EXCERPTED PASSAGE START
Benders on the big screen - Metro US

Benders on the big screen

From silent-era films earning laughs at the antics of liquored-up louts, to sobering award-winning portrayals of addiction in movies like The Lost Weekend and Leaving Las Vegas, alcohol has always made for intoxicating entertainment in Hollywood.

Now, with the unavoidable hype building around The Hangover (in theatres June 5), alcohol may once again come to the forefront leaving the Las Vegas-set comedy with a lot of admirers.

However, in spite of all the laughs in this knee-slapper about a trio of stag-party pals searching for their lost, besotted groom, a question is being raised — are films featuring alcohol-use doing more harm than good? There’s a movement that thinks so.

In fact, a recent survey by Dartmouth Medical School in New Hampshire has found that almost 42 per cent of parents agreed that the appearance of alcohol consumption should warrant a movie the dreaded “R” rating.

While concerned guardians don’t have to worry about The Hangover (although it’s American R, rating varies province to province in Canada), the comedy was not likely branded that in the U.S. because of scenes involving booze.

Surprisingly, the Motion Picture Association of America (which rates movies) doesn’t reportedly take alcohol into account among its rating factors.

Perhaps more surprising was the fact that parents in the study seemed more concerned about alcohol-consumption than smoking on film despite past research linking the risk of teen smoking to the cinema.

According to lead author Meghan Longacre, that attitude may reflect “a greater concern with the negative consequences of teen drinking that may seem more immediate and dire to parents, such as drinking and driving, compared to the longer-term health consequences of smoking.”

While nobody is saying The Hangover should be avoided, it’s important to note it is entertainment that’s intended for older audiences. Still, there’s no denying the film contains the kind of humour that will inevitably appeal to younger audiences and critics say that is what rating-boards should be wary of.

Regardless, alcohol-use on film is still mostly portrayed as a weakness or warning so no matter how much fun audiences have watching The Hangover, the message will still inevitably be the same — drink too much and you might lose friends.
EXCERPTED PASSAGE END
◆ **WHAT YOU WILL DO**
Reproduce the article on alcohol in movies from "Regardless, alcohol-use on" to "might lose friends." word for word.
RECORDS SHOWN START
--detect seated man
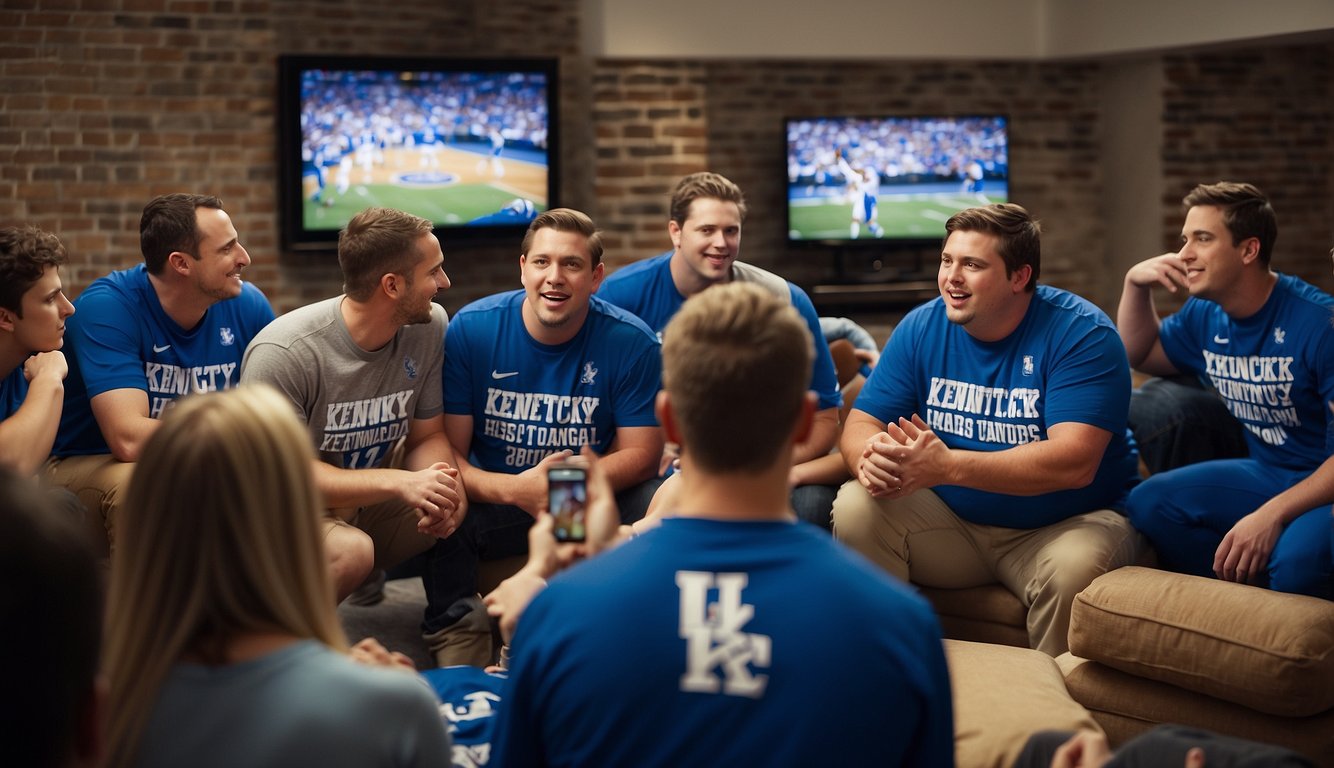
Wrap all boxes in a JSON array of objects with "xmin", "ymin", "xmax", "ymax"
[
  {"xmin": 834, "ymin": 204, "xmax": 1138, "ymax": 656},
  {"xmin": 48, "ymin": 193, "xmax": 273, "ymax": 551},
  {"xmin": 241, "ymin": 208, "xmax": 466, "ymax": 601},
  {"xmin": 423, "ymin": 208, "xmax": 663, "ymax": 667},
  {"xmin": 1117, "ymin": 181, "xmax": 1334, "ymax": 597},
  {"xmin": 488, "ymin": 284, "xmax": 954, "ymax": 767},
  {"xmin": 598, "ymin": 173, "xmax": 843, "ymax": 529},
  {"xmin": 0, "ymin": 227, "xmax": 75, "ymax": 475}
]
RECORDS SHOWN END
◆ **OUTPUT BELOW**
Regardless, alcohol-use on film is still mostly portrayed as a weakness or warning so no matter how much fun audiences have watching The Hangover, the message will still inevitably be the same — drink too much and you might lose friends.